Action item =>
Some lines in the data below hold the string "railing". Report how many, as a bare number.

== == ==

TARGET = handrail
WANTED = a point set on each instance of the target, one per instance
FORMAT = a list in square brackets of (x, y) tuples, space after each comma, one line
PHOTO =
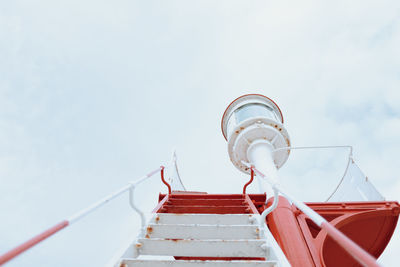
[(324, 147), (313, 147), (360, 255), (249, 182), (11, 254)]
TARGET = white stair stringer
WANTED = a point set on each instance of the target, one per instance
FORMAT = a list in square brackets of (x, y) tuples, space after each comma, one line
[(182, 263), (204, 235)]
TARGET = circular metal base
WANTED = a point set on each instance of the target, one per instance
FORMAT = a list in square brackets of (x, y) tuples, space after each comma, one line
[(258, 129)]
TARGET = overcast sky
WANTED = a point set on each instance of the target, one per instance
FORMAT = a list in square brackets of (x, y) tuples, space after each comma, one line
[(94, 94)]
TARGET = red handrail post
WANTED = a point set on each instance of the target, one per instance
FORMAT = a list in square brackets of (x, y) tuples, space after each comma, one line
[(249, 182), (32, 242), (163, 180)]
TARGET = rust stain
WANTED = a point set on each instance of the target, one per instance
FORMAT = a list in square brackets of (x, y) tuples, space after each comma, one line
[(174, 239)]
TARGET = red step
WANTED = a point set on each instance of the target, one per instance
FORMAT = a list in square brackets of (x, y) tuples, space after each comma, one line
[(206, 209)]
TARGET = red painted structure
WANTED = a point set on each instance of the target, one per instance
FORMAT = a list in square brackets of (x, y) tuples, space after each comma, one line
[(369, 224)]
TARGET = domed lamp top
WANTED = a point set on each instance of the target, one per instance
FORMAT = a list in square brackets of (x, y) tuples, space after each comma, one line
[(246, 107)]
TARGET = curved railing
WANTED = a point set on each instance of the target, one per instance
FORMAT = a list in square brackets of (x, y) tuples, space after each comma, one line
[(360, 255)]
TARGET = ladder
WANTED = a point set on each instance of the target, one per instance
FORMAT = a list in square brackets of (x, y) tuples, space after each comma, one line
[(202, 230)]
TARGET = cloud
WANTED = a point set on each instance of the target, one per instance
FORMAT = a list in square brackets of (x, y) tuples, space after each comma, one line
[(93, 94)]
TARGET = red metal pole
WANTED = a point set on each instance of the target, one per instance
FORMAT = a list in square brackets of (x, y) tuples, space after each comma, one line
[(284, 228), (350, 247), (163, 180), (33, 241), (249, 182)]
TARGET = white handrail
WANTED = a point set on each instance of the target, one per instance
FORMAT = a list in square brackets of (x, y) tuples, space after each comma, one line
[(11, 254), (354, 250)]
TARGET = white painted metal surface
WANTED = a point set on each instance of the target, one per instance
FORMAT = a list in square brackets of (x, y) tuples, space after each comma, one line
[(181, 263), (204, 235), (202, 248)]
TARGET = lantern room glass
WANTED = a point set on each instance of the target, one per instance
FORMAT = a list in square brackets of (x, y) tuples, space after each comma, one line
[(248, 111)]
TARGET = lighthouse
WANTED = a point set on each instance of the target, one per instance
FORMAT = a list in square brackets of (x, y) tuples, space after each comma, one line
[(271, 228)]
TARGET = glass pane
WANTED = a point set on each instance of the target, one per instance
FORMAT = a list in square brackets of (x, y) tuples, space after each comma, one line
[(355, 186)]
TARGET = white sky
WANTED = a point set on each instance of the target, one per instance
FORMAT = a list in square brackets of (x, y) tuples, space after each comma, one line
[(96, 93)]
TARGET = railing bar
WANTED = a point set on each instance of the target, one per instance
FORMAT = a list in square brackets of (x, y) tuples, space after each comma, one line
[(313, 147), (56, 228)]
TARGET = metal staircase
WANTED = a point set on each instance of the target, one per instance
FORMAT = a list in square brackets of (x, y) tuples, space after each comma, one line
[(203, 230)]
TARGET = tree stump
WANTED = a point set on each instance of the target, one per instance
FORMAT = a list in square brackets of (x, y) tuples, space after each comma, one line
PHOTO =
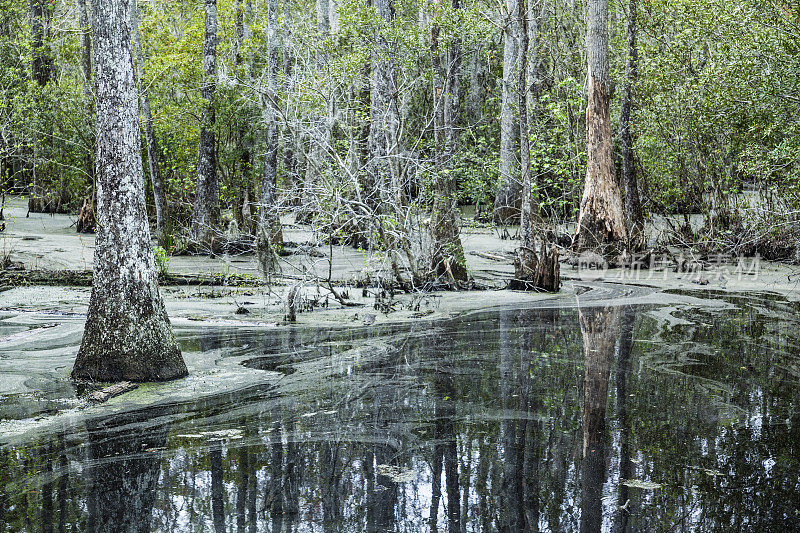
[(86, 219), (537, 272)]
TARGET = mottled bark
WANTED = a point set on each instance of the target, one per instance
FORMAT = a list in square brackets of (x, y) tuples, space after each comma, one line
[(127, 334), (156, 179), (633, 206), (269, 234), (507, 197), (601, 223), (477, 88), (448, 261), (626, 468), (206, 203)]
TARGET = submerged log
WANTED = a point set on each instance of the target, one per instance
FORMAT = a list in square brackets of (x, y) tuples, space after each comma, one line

== == ==

Written answer =>
2